===== Source material
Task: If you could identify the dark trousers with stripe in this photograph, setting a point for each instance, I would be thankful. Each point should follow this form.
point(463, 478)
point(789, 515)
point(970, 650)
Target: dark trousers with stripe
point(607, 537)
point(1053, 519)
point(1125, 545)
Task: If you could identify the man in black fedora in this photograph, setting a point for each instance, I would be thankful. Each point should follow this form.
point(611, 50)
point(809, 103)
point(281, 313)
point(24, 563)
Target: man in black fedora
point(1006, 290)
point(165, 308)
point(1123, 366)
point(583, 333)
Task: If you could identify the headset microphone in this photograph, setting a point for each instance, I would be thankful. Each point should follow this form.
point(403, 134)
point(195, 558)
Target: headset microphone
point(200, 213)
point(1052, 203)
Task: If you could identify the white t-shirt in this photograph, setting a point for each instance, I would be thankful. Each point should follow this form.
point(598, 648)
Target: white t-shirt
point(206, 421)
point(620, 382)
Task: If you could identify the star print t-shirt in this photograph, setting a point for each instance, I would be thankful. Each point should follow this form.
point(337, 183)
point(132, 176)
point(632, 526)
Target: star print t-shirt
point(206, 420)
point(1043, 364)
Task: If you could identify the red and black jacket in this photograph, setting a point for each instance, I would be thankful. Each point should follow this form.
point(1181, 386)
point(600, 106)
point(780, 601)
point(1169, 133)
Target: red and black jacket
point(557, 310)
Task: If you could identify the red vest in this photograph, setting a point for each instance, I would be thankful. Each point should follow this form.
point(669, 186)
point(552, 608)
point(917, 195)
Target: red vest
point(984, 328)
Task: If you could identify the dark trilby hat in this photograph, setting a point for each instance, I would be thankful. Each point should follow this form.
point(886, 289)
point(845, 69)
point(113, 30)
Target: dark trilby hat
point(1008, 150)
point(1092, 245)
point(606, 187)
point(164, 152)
==========
▸ Task statement: Edit the part of the entries that opens with the line containing "Task: If you could identify the man" and closes with the line containing "point(1043, 364)" by replacing "headset microphone" with "wireless microphone", and give those lines back with everything else unchanged.

▸ Complete answer:
Task: If you could identify the man in black fedora in this photograph, setting a point for each instance, I would be thankful. Each point should follow this form.
point(611, 50)
point(809, 103)
point(281, 313)
point(24, 563)
Target: man in black fedora
point(1006, 290)
point(165, 308)
point(1123, 366)
point(583, 333)
Task: If you could identify the wireless microphone in this photograph, setting a point for each instance, I would be thankful. Each point should follow this form.
point(403, 134)
point(195, 558)
Target: wireless microphone
point(200, 213)
point(1052, 203)
Task: If you could identify the white t-shirt in this photograph, setting a point for each instance, I would be thankful. Each point should follow this form.
point(598, 648)
Target: white t-shirt
point(206, 421)
point(620, 382)
Task: If you could identify the star print t-shirt in this photograph, setting a point for each instance, I would be thankful. Each point should follow this form.
point(337, 183)
point(132, 176)
point(632, 526)
Target: star print t-shirt
point(206, 420)
point(1043, 364)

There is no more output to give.